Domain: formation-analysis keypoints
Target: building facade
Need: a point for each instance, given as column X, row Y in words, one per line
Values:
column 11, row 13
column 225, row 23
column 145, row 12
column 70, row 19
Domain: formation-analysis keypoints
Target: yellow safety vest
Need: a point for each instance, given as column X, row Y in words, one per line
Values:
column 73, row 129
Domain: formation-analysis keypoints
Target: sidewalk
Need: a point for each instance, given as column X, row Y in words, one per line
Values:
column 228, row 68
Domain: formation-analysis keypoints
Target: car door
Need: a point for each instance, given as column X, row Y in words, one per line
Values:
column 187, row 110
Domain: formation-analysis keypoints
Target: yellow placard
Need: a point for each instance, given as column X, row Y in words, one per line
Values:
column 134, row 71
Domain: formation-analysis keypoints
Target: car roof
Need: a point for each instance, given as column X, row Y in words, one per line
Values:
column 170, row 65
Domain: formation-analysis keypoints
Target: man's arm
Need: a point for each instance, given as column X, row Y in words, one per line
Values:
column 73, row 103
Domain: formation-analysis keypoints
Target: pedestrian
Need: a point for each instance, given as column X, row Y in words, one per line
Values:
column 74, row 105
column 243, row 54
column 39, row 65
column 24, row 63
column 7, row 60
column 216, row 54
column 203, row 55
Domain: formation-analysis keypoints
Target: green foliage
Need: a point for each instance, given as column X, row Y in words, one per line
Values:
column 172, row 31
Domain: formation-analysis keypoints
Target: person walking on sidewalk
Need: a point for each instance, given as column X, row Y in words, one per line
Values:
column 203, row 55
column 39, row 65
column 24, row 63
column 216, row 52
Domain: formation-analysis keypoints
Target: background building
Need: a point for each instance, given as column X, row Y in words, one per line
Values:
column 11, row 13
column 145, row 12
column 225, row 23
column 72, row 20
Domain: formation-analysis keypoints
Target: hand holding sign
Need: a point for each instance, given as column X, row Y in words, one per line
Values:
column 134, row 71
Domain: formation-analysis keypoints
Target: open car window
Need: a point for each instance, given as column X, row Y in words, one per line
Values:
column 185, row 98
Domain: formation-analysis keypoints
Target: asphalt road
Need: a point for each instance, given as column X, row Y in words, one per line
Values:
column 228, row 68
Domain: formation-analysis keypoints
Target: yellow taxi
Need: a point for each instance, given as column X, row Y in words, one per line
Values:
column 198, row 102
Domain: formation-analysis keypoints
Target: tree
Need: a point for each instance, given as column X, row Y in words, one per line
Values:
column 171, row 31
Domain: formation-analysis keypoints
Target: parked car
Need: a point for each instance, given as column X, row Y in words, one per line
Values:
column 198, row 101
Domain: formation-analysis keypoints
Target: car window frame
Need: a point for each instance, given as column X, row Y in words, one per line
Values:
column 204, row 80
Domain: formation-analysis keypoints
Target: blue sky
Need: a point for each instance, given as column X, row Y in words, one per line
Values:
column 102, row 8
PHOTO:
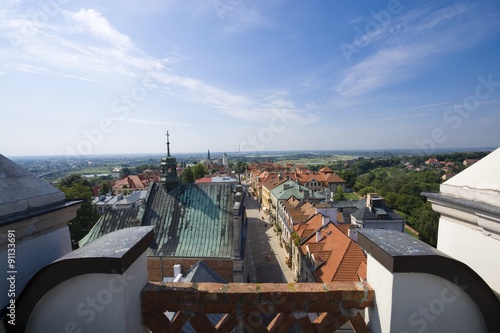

> Problem details
Locate every line in the records above that contains the string "sidewalk" and copy each one out. Matching is case-sensitive.

> The solution
Target: sidewalk
Target: person walking on sidewalk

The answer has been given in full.